__REQUIREMENTS__. Output exactly the lines from the items that run from the line containing "Category: red car's windshield" through the line containing "pixel 745 192", both included, and nothing else.

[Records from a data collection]
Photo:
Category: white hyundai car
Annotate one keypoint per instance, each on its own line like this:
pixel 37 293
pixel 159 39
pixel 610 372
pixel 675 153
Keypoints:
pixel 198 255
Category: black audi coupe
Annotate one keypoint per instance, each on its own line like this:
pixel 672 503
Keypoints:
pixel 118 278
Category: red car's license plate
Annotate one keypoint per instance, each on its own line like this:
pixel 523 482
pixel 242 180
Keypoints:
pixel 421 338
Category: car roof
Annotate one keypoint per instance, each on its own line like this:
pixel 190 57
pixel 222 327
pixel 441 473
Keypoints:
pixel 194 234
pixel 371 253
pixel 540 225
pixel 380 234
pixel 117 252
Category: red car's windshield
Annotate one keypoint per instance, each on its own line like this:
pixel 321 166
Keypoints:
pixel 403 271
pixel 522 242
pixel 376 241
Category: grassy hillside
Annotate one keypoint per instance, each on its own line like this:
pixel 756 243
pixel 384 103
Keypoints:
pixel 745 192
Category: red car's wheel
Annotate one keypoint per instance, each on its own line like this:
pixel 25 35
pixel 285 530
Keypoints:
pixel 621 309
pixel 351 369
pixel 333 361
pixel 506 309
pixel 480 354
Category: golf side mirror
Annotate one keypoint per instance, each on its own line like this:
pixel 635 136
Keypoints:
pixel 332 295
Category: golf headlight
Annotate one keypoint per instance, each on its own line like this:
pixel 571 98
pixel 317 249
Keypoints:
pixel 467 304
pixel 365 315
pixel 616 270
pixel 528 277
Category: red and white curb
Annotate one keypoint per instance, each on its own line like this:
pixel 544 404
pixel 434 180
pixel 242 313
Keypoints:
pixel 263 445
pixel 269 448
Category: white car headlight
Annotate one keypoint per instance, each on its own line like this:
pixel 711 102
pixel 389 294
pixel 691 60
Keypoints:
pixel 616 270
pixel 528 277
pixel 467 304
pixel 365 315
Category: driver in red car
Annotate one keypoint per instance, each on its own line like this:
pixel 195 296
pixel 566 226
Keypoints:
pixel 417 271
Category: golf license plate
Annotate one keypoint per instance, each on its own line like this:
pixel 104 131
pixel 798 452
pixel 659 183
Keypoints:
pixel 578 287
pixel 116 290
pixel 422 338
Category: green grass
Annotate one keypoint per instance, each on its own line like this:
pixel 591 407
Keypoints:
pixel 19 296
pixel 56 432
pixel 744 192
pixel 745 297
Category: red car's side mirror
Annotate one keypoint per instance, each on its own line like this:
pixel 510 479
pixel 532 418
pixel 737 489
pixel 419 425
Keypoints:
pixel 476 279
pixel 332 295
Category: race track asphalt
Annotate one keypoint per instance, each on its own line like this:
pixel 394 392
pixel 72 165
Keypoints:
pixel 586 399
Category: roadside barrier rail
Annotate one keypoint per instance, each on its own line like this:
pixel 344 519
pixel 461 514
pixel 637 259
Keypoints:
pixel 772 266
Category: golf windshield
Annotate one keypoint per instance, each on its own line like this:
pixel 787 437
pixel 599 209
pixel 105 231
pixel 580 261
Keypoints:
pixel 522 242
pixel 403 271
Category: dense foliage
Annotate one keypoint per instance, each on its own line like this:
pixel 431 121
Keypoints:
* * *
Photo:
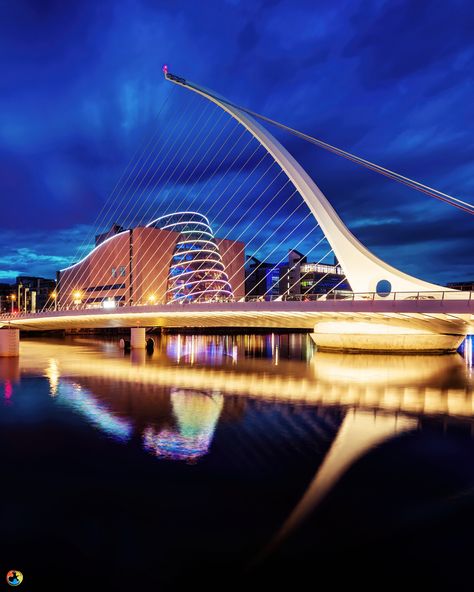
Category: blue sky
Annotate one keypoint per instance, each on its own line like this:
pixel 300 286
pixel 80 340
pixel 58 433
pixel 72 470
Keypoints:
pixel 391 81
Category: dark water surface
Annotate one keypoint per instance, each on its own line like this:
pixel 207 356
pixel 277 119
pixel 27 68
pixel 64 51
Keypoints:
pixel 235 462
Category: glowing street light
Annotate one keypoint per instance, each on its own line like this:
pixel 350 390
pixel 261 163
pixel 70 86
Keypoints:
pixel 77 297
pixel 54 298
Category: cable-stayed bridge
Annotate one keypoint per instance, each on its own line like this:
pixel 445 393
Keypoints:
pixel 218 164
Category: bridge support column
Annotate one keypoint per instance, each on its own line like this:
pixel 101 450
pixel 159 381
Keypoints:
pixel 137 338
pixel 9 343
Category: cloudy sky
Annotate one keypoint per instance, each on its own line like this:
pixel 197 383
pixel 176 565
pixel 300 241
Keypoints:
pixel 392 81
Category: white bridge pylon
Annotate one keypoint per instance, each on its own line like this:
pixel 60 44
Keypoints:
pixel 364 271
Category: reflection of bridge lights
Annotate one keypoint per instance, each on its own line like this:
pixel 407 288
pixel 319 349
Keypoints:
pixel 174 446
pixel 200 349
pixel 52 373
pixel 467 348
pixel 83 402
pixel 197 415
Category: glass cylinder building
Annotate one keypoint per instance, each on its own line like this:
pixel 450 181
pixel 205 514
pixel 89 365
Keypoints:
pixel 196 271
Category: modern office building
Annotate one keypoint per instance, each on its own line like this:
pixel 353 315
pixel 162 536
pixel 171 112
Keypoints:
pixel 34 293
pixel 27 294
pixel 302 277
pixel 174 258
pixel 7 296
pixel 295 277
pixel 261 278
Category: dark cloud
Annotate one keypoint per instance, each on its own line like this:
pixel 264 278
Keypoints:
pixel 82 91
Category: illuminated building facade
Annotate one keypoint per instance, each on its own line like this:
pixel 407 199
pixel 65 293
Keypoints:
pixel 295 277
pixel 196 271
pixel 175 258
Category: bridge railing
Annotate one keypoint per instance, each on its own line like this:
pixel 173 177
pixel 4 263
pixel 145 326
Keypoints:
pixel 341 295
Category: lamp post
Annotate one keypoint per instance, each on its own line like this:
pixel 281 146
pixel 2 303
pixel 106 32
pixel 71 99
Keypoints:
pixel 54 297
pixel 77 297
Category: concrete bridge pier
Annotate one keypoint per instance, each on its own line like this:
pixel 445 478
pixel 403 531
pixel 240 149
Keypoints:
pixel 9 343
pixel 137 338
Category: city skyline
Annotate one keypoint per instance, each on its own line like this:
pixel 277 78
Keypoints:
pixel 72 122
---
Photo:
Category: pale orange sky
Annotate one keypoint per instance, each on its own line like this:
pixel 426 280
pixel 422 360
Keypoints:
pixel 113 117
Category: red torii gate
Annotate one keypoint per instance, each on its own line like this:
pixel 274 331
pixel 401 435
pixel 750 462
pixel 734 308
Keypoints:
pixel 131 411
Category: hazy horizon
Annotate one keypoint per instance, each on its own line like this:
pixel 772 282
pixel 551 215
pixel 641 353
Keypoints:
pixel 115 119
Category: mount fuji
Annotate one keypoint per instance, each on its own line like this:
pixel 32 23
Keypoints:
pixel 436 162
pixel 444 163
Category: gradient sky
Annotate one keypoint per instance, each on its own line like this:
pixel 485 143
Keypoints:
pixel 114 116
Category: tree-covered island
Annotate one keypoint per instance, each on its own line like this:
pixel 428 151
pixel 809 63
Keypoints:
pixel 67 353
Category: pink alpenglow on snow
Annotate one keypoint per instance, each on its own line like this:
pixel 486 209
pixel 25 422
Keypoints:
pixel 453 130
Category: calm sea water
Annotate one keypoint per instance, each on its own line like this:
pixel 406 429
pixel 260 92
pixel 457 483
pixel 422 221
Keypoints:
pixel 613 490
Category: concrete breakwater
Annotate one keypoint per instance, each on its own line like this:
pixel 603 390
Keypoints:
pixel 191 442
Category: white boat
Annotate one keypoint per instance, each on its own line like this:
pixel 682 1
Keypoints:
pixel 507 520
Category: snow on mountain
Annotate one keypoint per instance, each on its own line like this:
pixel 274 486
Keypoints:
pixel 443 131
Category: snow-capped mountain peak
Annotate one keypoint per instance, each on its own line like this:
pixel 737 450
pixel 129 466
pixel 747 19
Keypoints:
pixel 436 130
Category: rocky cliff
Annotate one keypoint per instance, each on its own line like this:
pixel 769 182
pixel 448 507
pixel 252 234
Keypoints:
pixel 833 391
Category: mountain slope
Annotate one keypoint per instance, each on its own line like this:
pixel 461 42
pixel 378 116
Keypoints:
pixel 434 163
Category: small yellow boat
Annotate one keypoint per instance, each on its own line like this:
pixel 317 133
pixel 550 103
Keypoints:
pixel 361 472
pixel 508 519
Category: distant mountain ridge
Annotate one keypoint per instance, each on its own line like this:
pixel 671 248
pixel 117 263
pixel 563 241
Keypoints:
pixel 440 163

__SOLVED EXERCISE__.
Category: red car's windshield
Annotate one keypoint per instance, each on its own line like this:
pixel 321 166
Keypoints:
pixel 403 271
pixel 522 242
pixel 376 241
Category: grassy hillside
Annotate one keypoint per instance, each on its own line like this:
pixel 756 243
pixel 384 103
Keypoints:
pixel 745 192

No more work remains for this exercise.